Complex contour of a pendulum

complex surface of a Hamiltoanian

\[H(q, p) = \frac{p^2}{2} + k \cos q\]

with \(Re[E]=const.\)

import numpy as np
import matplotlib.pyplot as plt
from mpl_toolkits.mplot3d import Axes3D

np.seterr(invalid='ignore')


twopi = 2*np.pi
x = np.linspace(-twopi,twopi,100)
y = np.linspace(-2,2,100)

x,y = np.meshgrid(x,y)
eps = 0.5
Ham = lambda q,p: p**2/2 + eps*np.cos(q)

#fig, ax = plt.subplots(1,1,projection="3d")
fig = plt.figure()
fig.patch.set_visible(0)
ax = fig.add_subplot(1,1,1,projection="3d")
ax.patch.set_alpha(0)

ax.contour(x,y,Ham(x,y),10,zdir='z',offset=0,colors="k")
E=0
def P(q,E):
    return np.sqrt(2*(E-eps*np.cos(q)))

twopi = 2*np.pi
q = np.linspace(-twopi,twopi,2000) + 0.j
p = P(q,E)
ax.plot(q.real, p.real, p.imag, "-r",lw=3)
ax.plot(q.real, -p.real, p.imag, "-r",lw=3)

sample=100
E=0 + np.linspace(0,1,sample)*1.j
q = np.linspace(-twopi,twopi,sample) + 0.j
q,E=np.meshgrid(q,E)
p = P(q,E)
ax.plot_wireframe(q.real,p.real,p.imag,alpha=0.2)
ax.plot_wireframe(q.real,-p.real,p.imag,alpha=0.2)
ax.set_zlim(0,1.5)
ax.set_xlim(-twopi,twopi)
ax.set_ylim(-2,2)
ax.set_xlabel("$\mathrm{Re}(q)$",fontsize=18)

_DATA RECORDS_
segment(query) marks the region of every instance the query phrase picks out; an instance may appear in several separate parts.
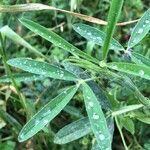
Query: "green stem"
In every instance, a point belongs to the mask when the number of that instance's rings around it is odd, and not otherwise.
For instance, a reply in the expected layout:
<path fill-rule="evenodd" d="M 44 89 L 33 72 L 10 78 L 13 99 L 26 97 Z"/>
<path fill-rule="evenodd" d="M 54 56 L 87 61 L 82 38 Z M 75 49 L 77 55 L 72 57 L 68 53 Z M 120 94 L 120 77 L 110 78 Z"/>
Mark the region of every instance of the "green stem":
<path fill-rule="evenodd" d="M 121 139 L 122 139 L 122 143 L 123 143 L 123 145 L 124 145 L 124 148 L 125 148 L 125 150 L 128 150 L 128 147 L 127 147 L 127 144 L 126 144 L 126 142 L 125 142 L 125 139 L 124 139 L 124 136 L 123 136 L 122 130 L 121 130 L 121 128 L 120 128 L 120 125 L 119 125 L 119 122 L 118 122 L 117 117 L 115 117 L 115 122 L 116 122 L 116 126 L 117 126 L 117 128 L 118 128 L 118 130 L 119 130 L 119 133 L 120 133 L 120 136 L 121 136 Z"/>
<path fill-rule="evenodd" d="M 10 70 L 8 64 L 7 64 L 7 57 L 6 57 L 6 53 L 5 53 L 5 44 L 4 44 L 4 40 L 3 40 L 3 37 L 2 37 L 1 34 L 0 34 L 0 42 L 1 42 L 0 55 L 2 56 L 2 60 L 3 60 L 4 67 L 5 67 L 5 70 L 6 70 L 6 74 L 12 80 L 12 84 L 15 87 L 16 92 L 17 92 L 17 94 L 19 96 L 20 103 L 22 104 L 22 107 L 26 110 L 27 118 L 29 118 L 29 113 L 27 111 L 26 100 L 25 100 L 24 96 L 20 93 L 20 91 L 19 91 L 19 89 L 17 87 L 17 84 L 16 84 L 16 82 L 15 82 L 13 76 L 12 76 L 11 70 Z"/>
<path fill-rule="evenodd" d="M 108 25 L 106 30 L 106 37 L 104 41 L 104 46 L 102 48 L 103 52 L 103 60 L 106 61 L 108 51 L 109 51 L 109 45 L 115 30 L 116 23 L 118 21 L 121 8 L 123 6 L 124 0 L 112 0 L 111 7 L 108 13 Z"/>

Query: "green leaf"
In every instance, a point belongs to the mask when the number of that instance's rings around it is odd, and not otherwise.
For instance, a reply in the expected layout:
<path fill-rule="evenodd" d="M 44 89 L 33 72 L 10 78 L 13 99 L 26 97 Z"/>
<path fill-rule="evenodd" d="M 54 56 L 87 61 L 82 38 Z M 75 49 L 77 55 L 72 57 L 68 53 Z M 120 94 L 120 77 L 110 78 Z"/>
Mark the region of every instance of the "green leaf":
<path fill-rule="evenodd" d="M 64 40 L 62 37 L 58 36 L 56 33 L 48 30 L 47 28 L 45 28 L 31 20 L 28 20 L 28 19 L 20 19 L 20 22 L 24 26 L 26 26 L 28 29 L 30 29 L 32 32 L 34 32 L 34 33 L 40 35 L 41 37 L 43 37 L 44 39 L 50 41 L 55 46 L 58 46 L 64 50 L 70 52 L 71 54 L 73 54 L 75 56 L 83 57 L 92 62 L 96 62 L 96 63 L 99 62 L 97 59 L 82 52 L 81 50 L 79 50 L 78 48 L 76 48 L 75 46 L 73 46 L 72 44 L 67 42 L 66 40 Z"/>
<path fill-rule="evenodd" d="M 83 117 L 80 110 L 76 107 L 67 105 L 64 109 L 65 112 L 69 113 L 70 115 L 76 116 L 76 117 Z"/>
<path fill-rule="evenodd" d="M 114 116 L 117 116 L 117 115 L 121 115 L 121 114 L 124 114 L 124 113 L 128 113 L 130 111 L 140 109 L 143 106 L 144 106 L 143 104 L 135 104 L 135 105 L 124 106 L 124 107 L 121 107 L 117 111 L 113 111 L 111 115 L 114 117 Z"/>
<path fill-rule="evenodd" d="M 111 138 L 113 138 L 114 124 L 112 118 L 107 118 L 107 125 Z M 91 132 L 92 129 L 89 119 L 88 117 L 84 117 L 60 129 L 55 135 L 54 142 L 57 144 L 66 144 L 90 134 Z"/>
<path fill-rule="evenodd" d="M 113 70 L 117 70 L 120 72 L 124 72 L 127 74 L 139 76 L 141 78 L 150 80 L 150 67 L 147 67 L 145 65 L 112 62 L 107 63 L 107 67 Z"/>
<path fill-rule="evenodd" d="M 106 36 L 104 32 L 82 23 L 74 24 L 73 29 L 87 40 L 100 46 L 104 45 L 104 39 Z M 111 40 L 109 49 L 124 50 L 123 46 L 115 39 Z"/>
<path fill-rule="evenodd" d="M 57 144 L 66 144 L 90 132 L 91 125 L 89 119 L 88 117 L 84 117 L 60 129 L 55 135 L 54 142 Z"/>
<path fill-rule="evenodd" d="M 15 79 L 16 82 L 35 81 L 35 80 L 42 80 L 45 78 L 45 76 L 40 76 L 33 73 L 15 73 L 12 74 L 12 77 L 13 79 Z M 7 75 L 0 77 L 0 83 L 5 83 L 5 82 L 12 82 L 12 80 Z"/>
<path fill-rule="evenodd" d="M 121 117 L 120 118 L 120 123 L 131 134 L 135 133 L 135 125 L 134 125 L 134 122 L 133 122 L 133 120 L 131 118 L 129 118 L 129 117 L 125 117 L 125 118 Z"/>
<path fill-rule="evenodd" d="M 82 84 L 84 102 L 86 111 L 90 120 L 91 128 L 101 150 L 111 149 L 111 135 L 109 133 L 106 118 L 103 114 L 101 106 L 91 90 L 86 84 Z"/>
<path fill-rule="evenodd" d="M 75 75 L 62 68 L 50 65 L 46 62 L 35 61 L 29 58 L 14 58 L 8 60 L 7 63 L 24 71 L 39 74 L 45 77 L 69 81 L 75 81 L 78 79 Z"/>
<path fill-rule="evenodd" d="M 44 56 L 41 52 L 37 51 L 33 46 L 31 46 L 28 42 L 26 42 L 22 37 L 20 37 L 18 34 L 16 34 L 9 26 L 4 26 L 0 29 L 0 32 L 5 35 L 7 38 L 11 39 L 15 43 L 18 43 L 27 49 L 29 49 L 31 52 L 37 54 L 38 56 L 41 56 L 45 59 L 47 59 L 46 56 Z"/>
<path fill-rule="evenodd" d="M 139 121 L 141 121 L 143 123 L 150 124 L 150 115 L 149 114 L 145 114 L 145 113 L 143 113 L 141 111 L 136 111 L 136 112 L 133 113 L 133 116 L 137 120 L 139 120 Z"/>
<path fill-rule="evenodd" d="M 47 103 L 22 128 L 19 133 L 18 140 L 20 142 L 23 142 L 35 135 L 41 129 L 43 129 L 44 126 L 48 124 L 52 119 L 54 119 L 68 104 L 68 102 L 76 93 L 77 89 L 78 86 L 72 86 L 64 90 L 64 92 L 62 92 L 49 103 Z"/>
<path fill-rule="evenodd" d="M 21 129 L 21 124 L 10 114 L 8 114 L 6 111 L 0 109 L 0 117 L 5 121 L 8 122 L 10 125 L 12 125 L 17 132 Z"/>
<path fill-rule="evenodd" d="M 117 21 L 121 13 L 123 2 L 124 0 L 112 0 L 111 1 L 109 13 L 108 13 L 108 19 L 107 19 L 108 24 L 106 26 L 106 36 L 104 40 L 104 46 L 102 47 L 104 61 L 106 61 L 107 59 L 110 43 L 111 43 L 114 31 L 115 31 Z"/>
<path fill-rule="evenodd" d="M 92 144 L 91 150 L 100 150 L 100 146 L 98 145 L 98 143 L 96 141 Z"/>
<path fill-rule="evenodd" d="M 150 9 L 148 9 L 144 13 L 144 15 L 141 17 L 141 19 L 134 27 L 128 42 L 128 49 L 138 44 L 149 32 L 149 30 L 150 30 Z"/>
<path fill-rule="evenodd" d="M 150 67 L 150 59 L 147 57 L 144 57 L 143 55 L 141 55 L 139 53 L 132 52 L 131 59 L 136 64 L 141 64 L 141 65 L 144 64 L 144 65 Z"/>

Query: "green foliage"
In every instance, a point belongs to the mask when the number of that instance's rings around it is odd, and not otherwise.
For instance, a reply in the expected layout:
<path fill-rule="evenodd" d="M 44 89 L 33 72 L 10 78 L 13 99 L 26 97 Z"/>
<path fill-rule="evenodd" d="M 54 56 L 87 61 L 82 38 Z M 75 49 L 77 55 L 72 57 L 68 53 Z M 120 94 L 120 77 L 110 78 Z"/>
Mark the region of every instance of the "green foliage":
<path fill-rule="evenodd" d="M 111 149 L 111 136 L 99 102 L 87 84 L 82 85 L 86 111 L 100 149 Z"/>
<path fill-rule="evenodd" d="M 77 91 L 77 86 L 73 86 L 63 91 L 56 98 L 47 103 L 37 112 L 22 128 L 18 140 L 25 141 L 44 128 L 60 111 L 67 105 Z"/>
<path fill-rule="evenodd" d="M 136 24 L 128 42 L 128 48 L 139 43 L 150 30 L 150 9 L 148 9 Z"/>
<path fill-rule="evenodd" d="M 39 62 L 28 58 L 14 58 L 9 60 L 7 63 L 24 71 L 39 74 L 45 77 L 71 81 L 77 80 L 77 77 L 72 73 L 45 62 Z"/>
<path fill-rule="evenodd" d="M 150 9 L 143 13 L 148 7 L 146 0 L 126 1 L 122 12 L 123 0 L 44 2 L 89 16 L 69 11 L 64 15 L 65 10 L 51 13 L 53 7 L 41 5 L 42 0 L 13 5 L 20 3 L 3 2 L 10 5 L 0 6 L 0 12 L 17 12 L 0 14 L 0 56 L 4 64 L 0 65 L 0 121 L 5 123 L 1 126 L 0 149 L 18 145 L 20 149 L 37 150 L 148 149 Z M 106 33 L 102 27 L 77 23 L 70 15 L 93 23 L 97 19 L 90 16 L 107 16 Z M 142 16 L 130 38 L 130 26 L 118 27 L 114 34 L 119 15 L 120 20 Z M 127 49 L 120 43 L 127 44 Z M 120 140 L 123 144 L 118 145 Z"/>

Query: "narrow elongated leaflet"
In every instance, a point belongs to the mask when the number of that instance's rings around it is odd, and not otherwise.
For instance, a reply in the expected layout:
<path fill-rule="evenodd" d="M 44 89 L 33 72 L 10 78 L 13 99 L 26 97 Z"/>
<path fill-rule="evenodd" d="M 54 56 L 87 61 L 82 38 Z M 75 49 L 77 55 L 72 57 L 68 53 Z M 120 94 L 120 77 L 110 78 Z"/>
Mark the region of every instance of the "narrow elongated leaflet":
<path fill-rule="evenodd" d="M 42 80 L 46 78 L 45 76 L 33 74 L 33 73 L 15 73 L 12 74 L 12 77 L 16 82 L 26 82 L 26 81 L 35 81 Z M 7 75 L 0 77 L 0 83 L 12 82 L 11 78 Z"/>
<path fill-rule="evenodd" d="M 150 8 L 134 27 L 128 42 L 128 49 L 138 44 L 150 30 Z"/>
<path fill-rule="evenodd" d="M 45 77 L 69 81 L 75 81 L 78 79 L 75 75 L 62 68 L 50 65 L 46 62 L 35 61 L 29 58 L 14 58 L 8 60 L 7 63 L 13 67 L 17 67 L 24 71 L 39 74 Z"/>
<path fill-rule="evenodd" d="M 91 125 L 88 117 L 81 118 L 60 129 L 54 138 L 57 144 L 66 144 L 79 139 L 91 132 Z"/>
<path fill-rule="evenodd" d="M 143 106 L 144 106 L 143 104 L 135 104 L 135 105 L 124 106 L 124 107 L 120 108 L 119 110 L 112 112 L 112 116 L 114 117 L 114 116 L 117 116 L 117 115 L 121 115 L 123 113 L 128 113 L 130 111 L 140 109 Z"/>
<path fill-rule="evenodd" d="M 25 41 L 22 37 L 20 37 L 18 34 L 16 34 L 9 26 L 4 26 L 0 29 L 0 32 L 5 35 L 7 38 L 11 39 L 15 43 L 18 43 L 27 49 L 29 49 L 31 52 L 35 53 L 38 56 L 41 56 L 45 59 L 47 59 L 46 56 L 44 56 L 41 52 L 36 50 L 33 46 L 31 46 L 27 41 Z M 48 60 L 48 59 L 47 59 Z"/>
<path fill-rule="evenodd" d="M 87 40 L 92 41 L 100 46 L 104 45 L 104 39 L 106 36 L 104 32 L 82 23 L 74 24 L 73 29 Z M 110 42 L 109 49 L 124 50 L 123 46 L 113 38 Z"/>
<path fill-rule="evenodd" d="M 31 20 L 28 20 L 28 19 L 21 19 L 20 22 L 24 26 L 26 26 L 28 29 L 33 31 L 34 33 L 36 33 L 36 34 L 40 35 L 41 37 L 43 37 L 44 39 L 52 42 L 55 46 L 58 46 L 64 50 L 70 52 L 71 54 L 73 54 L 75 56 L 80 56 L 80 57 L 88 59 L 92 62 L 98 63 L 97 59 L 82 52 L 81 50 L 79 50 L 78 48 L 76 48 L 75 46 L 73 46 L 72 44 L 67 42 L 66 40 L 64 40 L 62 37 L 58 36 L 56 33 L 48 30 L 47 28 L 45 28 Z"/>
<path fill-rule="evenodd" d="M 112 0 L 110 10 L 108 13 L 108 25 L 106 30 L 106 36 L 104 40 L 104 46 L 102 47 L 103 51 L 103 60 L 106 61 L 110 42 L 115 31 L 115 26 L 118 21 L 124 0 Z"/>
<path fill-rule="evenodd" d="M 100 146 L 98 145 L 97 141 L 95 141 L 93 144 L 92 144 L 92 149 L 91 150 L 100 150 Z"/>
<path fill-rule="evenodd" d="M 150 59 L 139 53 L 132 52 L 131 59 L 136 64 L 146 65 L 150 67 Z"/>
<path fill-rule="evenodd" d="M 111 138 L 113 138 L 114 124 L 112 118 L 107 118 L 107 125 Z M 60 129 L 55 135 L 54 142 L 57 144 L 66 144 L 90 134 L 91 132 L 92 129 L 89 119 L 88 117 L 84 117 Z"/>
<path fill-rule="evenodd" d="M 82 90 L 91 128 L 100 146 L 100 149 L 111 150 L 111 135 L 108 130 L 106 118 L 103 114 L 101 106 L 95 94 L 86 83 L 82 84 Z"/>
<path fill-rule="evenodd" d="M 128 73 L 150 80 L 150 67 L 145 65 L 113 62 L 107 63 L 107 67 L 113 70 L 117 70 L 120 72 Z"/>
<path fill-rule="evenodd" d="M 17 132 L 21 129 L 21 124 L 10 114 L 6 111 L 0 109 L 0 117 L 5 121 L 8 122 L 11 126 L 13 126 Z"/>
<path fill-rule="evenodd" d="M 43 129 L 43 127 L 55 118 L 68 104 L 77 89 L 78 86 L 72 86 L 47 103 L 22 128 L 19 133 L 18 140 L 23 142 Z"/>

_TASK REQUIREMENTS_
A – Please summarize the pendulum page in two sentences.
B – Retype the stretch of the pendulum page from "np.seterr(invalid='ignore')" through "fig.patch.set_visible(0)".

_SOLVED PROBLEMS_
A – The pendulum page presents the complex surface of the Hamiltonian H(q, p) = p²/2 + k cos q, with the real part of the energy held constant. Its Python code uses NumPy and Matplotlib to draw contour lines of the Hamiltonian with eps = 0.5, plot the real and imaginary parts of p for E = 0 as red curves, and add wireframe surfaces for energies whose imaginary parts run from 0 to 1.

B –
np.seterr(invalid='ignore')


twopi = 2*np.pi
x = np.linspace(-twopi,twopi,100)
y = np.linspace(-2,2,100)

x,y = np.meshgrid(x,y)
eps = 0.5
Ham = lambda q,p: p**2/2 + eps*np.cos(q)

#fig, ax = plt.subplots(1,1,projection="3d")
fig = plt.figure()
fig.patch.set_visible(0)